**ЧТО СДЕЛАТЬ**
[a] Выведите из текста о лагере Колдычево всё, начиная с «Удивительно, но Антонина» и вплоть до «в настройках YouTube.».
[b] Продолжите текст о воспоминаниях Антонины Грековой после последнего приведенного предложения.

**ПРИВЕДЕННЫЙ ОТРЫВОК**

-------

«Мертвых складывали в машину штабелями». История белоруски, которая была в лагере смерти, но узницей не стала
Антонина Леоновна Грекова неуверенными шагами идет по узкому коридору своего деревенского дома. Бабушка держится за стенку, но идет самостоятельно. После двухчасового интервью она оставила ходунки в другой комнате и позвала съемочную группу пообедать. На накрытом столе — вареная картошка, копченое мясо, хлеб, огурцы и помидоры. Почти все с огорода. Усевшись за стол, старушка вспоминает, как они выживали вместе с мамой и тремя сестрами в лагере смерти Колдычево под Барановичами, где за несколько лет войны в общей сложности погибли 22 тысячи человек. В те жуткие дни о таком застолье они с близкими даже не могли мечтать. Чудом выжили, и на том спасибо.
Удивительно, но Антонина Леоновна, которой 12 декабря исполнится 90 лет, юридически узницей не считается — ее фамилии нет в списках пленников. С обидой в голосе она поясняет, что лишь те, кто был угнан в Германию и получил регистрацию, причисляются к таковым.
Этот монолог о буднях человека, загнанного под нары барака в лагере смерти. И у нас к вам есть просьба. Местами бабушка говорит невнятно, поэтому мы добавили субтитры и просим вас отнестись к этому с пониманием. Включить их можно в настройках YouTube.
«Снится лагерь, снится, как мы там кушать хотели очень. Я понимала, хоть и была ребенком, что мы рабы»
— Детство мое прошло в деревне Старокожевка Дрибинского района Могилевской области, — рассказывает Антонина Леоновна. — Я окончила до войны два класса. Отец как-то пошел на работу рано утром. Солнечный день был. Вдруг приходит домой и говорит: «Меня вызывают в Дрибин». Приезжает из Дрибина и произносит: «Началась война...».

-------

**ИСХОДНЫЕ ЗАПИСИ**
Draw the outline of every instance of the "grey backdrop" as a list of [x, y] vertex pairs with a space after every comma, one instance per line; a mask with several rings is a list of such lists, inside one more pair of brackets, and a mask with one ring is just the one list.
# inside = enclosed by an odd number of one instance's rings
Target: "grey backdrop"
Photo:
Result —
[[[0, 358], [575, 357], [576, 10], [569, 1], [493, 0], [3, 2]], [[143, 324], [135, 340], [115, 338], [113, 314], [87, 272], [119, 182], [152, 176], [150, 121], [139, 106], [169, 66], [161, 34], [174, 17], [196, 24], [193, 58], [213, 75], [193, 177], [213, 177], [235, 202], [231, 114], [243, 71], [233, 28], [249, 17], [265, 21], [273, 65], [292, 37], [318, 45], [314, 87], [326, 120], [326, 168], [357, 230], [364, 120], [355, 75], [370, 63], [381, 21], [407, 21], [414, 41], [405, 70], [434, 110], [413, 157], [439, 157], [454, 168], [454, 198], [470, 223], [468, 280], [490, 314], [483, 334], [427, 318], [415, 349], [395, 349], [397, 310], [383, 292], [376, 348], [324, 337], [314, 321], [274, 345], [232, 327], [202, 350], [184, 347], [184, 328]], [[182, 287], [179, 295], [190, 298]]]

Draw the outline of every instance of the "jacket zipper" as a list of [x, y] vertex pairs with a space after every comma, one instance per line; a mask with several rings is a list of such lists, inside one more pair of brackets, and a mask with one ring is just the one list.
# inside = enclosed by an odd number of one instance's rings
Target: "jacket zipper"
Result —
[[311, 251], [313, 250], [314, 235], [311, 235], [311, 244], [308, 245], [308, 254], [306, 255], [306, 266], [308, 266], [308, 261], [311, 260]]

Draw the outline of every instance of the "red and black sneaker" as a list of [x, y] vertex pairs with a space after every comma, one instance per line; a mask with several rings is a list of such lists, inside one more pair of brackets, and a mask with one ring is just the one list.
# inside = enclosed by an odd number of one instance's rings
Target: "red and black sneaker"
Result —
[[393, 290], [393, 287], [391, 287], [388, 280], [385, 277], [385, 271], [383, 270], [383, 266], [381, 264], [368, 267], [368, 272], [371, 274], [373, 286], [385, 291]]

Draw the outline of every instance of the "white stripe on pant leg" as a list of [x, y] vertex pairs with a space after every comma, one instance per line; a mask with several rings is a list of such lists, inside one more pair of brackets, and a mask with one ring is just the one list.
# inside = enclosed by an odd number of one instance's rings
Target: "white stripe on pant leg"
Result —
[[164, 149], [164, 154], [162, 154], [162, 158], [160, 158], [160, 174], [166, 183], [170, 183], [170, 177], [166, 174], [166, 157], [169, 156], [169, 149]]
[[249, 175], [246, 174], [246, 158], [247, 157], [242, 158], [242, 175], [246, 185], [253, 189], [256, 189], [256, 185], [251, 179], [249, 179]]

-------

**ОЖИДАЕМЫЕ ОТВЕТЫ**
[a]
Удивительно, но Антонина Леоновна, которой 12 декабря исполнится 90 лет, юридически узницей не считается — ее фамилии нет в списках пленников. С обидой в голосе она поясняет, что лишь те, кто был угнан в Германию и получил регистрацию, причисляются к таковым.
Этот монолог о буднях человека, загнанного под нары барака в лагере смерти. И у нас к вам есть просьба. Местами бабушка говорит невнятно, поэтому мы добавили субтитры и просим вас отнестись к этому с пониманием. Включить их можно в настройках YouTube.

[b]
У меня брат был, окончил только десять классов. И его, и других мальчишек забрали сразу [в армию]. В деревне остались старики и дети. Пятеро нас [в семье] осталось. Пять сестер и мама с нами. Советские войска отступали и на полуторках ехали через нашу деревню. Заходили, просили покушать и говорили: «Вы не беспокойтесь, мы скоро вернемся. Мы вернемся, мы все равно вернемся!»
Ну а когда немцы пришли, заняли все, тогда уже у нас жизнь совсем другая стала. Мы сначала стали беспокоиться, что у нас в доме не было икон. Тогда [при Советах] запрещали, чтобы были. С чердака все люди, кто откуда, начали выставлять иконы в доме. Вот так и жили. Немцы проехали только по деревне — и все. Больше они не появлялись. Появлялись в основном полицаи. Когда фронт подошел уже сюда, к речке Проне, немцы отступали, и всех нас выгнали из деревни. А потом погрузили в вагоны-телятники. Взрослые стояли, а мы у них на ногах сидели. Привезли в Барановичи. Вот в тот лагерь [Колдычево] мы так и попали.
Прежде всего они всех загнали в баню. Мы единственный раз помылись. Вымыли — и в бараки отправили. В бараках были дощатые большущие доски в три яруса. Солома, или что там, ничего не было. И вот на этих досках мы и лежали.
Маму и двух сестер старших гоняли на работу. Лес они где-то на станции грузили в Барановичах. Колоннами строили и гнали на работу. И такой же колонной пригоняли сюда, к нашим баракам.
«Если кто-то чуть-чуть отвернулся, то могли убить»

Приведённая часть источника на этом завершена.